*DOCUMENT SECTION*
Some eukaryotic cells have cell walls, although these walls are generally much simpler than those of prokaryotic cells. Most algae have cell walls consisting of the polysaccharide cellulose (as do all plants). Cell walls of some fungi also contain cellulose, but in most fungi the principal structural component of the cell wall is the polysaccharide chitin, a polymer of N-acetylglucosamine (NAG) units. (Chitin is also the main structural component of the exoskeleton of crustaceans and insects). The cell walls of yeasts contain the polysaccharides glucan and mannan.
In eukaryotes that lack a cell wall, the plasma membrane may be the outer covering (Costerton, 2001); however, cells that have direct contact with the environment may have coatings outside the plasma membrane. Protozoans do not have a typical cell wall; instead, they have a flexible outer covering called pellicle. In other eukaryotic cells, including animal cells, the plasma membrane is covered by a glycocalyx (“sugar coat”), a layer of material containing substantial amounts of sticky carbohydrates.
Some of these carbohydrates are covalently bonded to proteins and lipids in the plasma membrane, forming glycoproteins and glycolipids that anchor the glycocalyx to the cell. The glycocalyx strengthens the cell surface; helps attach cells together, and may contribute to cell-to-cell recognition (Ferris & Beveridge, 2005). An important clinical consideration is that eukaryotic cells do not contain peptidoglycan, the framework of the prokaryotic cell wall. This is significant medically because antibiotics, such as penicillins and cephalosporins, act against peptidoglycan and therefore do not affect human eukaryotic cells.

*WHAT IS EXPECTED*
Copy out the passage on eukaryotic cell walls from "Some eukaryotic cells" to "glucan and mannan.", word for word.

*DATA BLOCK*
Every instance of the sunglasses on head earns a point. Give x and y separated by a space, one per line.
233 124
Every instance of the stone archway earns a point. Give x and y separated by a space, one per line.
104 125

*WRITTEN ANSWER*
Some eukaryotic cells have cell walls, although these walls are generally much simpler than those of prokaryotic cells. Most algae have cell walls consisting of the polysaccharide cellulose (as do all plants). Cell walls of some fungi also contain cellulose, but in most fungi the principal structural component of the cell wall is the polysaccharide chitin, a polymer of N-acetylglucosamine (NAG) units. (Chitin is also the main structural component of the exoskeleton of crustaceans and insects). The cell walls of yeasts contain the polysaccharides glucan and mannan.